**Problem details**
Continue the post on collaborative networks below from the point where it stops.

**Extracted text**
- Opening Delimiter -

Individual Value Required

Interesting post found via the Communities and Networks Connection - The Future of Collaborative Networks by Aaron Fulkerson, CEO of MindTouch. 

Aaron's main point is that enterprise 2.0 software or enterprise social software should not focus on:

social networks or social software, which is focused entirely on enabling conversations

Instead, Aaron points to what he calls Collaborative networks:

Rather than focusing on socialization, one to one interactions and individual enrichment, businesses must be concerned with creating an information fabric within their organizations.  This information fabric is a federation of content from the multiplicity of data and application silos utilized on a daily basis; such as, ERP, CRM, file servers, email, databases, web-services infrastructures, etc. When you make this information fabric easy to edit between groups of individuals in a dynamic, secure, governed and real-time manner, it creates a Collaborative Network.

Collaborative Networks are focused on groups accessing and organizing data into actionable formats that enable decision making, collaboration and reuse.

- Closing Delimiter -

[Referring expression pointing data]
- Opening Delimiter -

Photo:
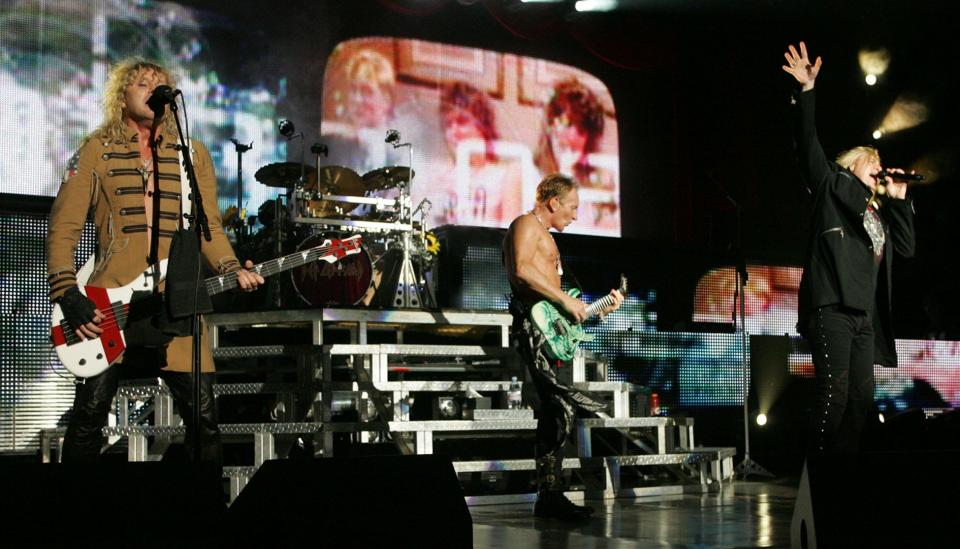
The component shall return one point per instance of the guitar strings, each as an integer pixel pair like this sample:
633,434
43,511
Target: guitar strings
110,315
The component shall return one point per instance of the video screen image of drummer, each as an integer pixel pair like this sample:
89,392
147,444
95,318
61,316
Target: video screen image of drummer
485,127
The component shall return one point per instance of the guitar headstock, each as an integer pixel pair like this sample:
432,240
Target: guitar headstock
350,245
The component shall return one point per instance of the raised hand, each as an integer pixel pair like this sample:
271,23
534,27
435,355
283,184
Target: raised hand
799,66
895,189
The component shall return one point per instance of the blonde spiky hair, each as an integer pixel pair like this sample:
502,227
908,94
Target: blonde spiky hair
848,157
122,74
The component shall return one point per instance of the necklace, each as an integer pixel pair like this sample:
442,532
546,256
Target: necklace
555,247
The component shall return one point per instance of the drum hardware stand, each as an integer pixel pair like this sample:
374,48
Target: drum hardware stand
240,225
408,293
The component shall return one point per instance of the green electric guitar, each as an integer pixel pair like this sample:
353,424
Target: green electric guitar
562,336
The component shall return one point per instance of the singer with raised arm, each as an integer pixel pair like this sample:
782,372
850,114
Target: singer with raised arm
845,293
532,261
126,178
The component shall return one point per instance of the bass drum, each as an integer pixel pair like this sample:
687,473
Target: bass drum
346,282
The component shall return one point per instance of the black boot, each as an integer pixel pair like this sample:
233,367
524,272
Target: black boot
551,503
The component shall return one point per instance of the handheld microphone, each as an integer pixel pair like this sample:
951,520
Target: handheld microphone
161,96
903,177
286,128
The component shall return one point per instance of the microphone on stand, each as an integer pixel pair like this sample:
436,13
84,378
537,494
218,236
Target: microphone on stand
286,128
903,177
393,138
161,96
908,178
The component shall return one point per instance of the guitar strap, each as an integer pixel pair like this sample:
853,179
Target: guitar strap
185,294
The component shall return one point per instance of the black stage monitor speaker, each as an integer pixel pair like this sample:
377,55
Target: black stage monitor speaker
110,504
376,501
879,499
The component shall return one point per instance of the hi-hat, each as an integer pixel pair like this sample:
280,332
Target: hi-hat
281,174
333,180
386,178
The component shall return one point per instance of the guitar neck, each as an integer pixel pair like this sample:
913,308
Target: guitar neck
594,308
228,281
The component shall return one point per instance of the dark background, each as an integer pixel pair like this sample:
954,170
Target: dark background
702,105
703,112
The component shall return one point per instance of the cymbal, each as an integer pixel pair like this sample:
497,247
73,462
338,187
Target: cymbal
281,174
386,178
334,180
339,180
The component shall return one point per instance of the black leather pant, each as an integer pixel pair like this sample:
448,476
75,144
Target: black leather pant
91,404
841,342
554,400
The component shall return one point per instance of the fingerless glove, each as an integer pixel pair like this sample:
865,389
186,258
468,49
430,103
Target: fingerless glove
77,308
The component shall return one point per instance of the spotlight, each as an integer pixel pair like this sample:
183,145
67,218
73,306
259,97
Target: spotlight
874,62
595,5
905,113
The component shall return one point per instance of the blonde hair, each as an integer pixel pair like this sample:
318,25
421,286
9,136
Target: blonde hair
554,185
370,67
848,157
122,74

- Closing Delimiter -

**Expected answer**
Social Networks' Characteristics Collaborative Networks' Characteristics
One to one Group to group
Social interaction centered Objective and content centered
Achieving personal objectives Achieving group objectives
Individual enrichment Operational excellence
Results immeasurable Results measurable

 

While I agree that making information that is currently in application silos available is really important, I feel like Aaron has missed two really important issues:

Adoption Rate = Perceived Usefulness (PU) * Perceive Ease of Use (PEOU)

Aaron may not have meant this, but he seems to suggest starting with a focus on group value, achieving group objectives.  I'm sure some people will buy into that, but I believe it's a much easier sell if you first focus on individual value.

1 comment:

Ray Jimenez, PhD said...

Tony,

I concur with your observation.

Although it is ideal for corporate sponsorship to organize and structure networks, this is always an uphill battle. The more organic development would be that people find the answers when they need it might it from an individual or database. However, the productive networks are those that overlap corporate needs and individual needs.

Conversation is the DNA of networks; not the network. The network and data are only facilities to promote meaningful conversations.

The “productive instances”* (for corporate sponsorships) do occur when conversations meet business needs. Productive instances are only by products of thousand folds of one-on-one conversations (like Tweets) between people and groups. We would NOT realize those “productive instances” if we only aim for them; natural human filtering process.


I may be wrong, but why is there a tendency to relegate conversations as a consequence rather than the goal of networks?

Ray

*Productive instances – I just coined this to express a view. Others’ might own this phrase. Are there discussions on productive instances elsewhere?